##### Data records
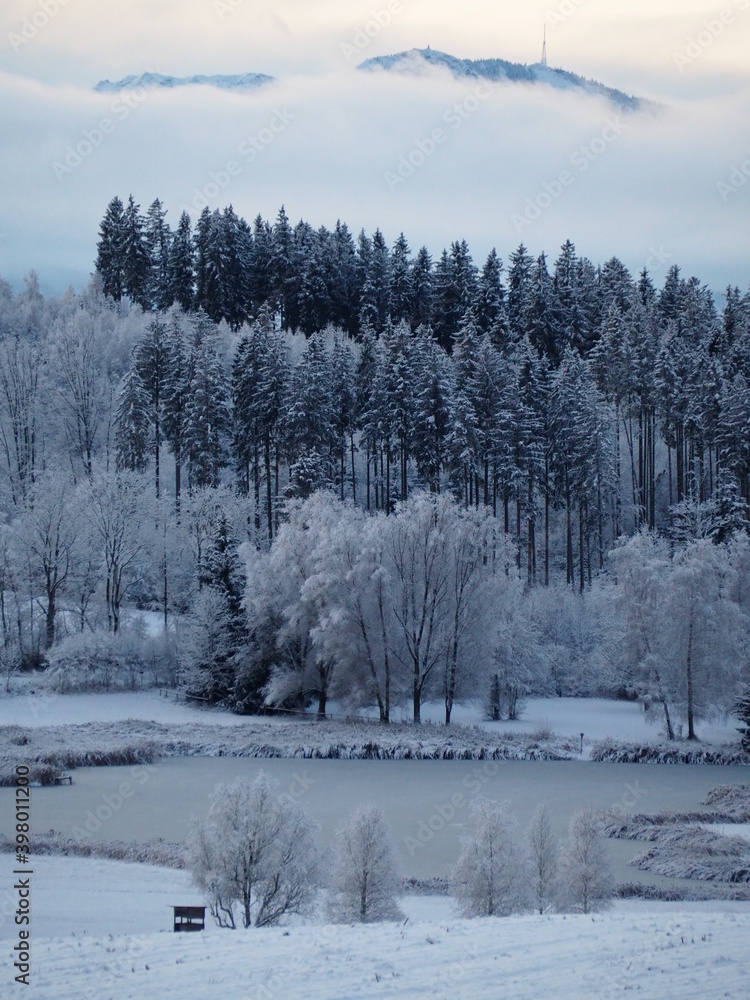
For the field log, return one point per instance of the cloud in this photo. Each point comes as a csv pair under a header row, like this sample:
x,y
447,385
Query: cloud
x,y
362,147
##########
» What this task involves:
Render all of the data above as a JSON list of strings, one string per line, with blank lines omitted. Leave the pictures out of the list.

» Task answer:
[
  "For the field log, return one point per instance of the cloud in this photo. Each point comes as a csv pair under a header row, like this sample:",
  "x,y",
  "447,385",
  "Query: cloud",
  "x,y",
  "362,147"
]